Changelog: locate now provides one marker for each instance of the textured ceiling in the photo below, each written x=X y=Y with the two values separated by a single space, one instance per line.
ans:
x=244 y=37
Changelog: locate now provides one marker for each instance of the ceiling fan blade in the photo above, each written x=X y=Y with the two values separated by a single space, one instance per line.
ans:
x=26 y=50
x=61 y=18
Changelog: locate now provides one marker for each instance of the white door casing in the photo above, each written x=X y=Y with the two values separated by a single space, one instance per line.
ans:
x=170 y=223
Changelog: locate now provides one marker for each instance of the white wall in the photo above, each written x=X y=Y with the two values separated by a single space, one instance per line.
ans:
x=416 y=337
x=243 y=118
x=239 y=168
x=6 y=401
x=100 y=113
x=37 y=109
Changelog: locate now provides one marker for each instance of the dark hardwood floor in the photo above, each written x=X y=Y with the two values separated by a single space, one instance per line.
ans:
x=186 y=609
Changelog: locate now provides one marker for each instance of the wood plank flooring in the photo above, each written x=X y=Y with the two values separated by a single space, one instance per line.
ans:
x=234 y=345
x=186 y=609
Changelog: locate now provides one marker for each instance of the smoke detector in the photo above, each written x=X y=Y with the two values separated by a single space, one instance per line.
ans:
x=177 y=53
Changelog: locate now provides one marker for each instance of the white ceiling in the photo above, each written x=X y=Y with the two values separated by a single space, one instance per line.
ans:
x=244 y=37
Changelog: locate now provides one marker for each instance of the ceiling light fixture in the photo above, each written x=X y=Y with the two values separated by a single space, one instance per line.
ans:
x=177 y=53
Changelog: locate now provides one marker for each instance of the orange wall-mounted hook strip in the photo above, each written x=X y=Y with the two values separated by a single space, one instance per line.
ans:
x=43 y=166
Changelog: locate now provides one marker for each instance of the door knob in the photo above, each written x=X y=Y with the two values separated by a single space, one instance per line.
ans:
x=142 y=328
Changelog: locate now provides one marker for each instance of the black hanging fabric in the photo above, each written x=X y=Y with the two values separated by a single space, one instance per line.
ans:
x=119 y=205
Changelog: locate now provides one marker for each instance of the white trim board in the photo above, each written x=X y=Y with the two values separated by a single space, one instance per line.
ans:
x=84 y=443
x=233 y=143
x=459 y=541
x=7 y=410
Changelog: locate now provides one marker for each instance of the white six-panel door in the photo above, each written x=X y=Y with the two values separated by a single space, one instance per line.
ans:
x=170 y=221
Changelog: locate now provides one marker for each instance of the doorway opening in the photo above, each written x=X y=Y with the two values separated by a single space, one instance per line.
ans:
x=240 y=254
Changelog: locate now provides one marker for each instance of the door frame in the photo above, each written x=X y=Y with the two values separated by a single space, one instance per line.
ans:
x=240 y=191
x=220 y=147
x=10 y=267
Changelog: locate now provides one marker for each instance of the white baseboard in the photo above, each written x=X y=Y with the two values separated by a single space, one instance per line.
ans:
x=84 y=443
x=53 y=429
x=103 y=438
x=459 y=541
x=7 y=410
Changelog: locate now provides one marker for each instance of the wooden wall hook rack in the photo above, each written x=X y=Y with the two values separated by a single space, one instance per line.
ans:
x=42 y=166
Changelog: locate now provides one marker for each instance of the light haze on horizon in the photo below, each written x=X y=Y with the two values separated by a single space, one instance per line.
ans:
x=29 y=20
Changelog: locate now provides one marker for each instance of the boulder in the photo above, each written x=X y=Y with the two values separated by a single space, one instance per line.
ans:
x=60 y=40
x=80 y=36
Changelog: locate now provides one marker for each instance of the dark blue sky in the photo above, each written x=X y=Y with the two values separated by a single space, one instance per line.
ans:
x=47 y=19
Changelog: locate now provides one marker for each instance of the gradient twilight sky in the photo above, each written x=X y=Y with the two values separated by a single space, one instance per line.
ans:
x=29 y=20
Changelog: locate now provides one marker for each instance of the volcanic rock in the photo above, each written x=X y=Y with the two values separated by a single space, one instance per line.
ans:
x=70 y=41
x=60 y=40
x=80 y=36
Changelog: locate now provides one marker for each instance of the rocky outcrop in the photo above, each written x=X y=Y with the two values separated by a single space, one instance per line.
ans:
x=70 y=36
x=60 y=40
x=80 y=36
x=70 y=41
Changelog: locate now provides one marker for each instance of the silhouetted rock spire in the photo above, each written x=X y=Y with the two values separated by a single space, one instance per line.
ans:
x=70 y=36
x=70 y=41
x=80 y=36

········

### What this task involves
Report how many lines of the entries above contain "white", and give no other output.

### Reply
6